◆ Instruction
Pick out every line in the rows below that contains the word "clicks", and copy each one.

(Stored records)
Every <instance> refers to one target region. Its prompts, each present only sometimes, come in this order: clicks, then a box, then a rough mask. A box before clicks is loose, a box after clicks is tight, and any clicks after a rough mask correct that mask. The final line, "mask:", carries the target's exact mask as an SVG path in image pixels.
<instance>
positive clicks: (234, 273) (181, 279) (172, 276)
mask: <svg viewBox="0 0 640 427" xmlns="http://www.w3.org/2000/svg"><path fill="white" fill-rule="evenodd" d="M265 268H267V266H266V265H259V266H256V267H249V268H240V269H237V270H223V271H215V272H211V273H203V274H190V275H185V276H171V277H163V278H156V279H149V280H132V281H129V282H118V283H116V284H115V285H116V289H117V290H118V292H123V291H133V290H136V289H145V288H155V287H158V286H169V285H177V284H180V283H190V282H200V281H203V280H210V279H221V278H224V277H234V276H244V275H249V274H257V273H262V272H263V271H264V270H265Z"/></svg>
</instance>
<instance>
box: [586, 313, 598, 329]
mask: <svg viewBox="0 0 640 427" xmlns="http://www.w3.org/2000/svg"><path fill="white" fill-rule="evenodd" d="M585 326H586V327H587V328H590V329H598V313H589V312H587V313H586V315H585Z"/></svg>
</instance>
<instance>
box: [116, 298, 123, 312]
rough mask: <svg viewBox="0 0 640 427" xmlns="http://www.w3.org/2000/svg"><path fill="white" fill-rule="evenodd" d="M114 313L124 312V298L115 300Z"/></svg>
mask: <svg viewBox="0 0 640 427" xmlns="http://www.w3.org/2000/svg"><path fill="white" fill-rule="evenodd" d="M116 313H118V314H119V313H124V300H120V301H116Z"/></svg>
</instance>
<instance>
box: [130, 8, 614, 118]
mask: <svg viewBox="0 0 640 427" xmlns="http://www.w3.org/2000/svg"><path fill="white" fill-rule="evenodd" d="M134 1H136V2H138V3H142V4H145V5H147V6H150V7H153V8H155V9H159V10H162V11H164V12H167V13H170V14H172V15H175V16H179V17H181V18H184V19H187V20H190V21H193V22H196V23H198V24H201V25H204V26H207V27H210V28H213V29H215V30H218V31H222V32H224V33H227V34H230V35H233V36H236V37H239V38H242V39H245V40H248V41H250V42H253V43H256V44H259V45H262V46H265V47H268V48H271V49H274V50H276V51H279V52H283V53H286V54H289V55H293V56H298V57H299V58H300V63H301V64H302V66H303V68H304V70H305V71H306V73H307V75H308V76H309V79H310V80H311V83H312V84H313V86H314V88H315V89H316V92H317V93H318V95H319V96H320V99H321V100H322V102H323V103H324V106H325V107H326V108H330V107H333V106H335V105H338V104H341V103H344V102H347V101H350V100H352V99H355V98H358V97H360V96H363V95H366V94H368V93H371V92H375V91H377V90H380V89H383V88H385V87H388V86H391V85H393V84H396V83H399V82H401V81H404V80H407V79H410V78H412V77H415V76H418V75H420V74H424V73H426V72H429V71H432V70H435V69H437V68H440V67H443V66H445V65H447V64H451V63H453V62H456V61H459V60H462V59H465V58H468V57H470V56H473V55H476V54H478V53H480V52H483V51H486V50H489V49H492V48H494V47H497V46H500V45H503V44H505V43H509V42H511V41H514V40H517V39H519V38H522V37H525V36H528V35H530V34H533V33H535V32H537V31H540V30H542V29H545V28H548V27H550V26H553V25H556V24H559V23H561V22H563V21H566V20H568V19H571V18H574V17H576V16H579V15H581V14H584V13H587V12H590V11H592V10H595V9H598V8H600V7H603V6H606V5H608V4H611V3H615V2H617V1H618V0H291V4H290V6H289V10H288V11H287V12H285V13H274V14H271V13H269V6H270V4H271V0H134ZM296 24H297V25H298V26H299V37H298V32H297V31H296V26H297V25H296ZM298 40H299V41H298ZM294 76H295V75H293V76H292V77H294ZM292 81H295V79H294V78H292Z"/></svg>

◆ Result
Every <instance> refers to one target region. Its prompts, each present only sometimes, come in this order: clicks, then a box, then a rough mask. A box before clicks is loose, a box after clicks is tight, and any clicks after a rough mask correct that mask. The final line, "mask:", carries the target's exact mask as an SVG path in image pixels.
positive clicks: (234, 273) (181, 279) (172, 276)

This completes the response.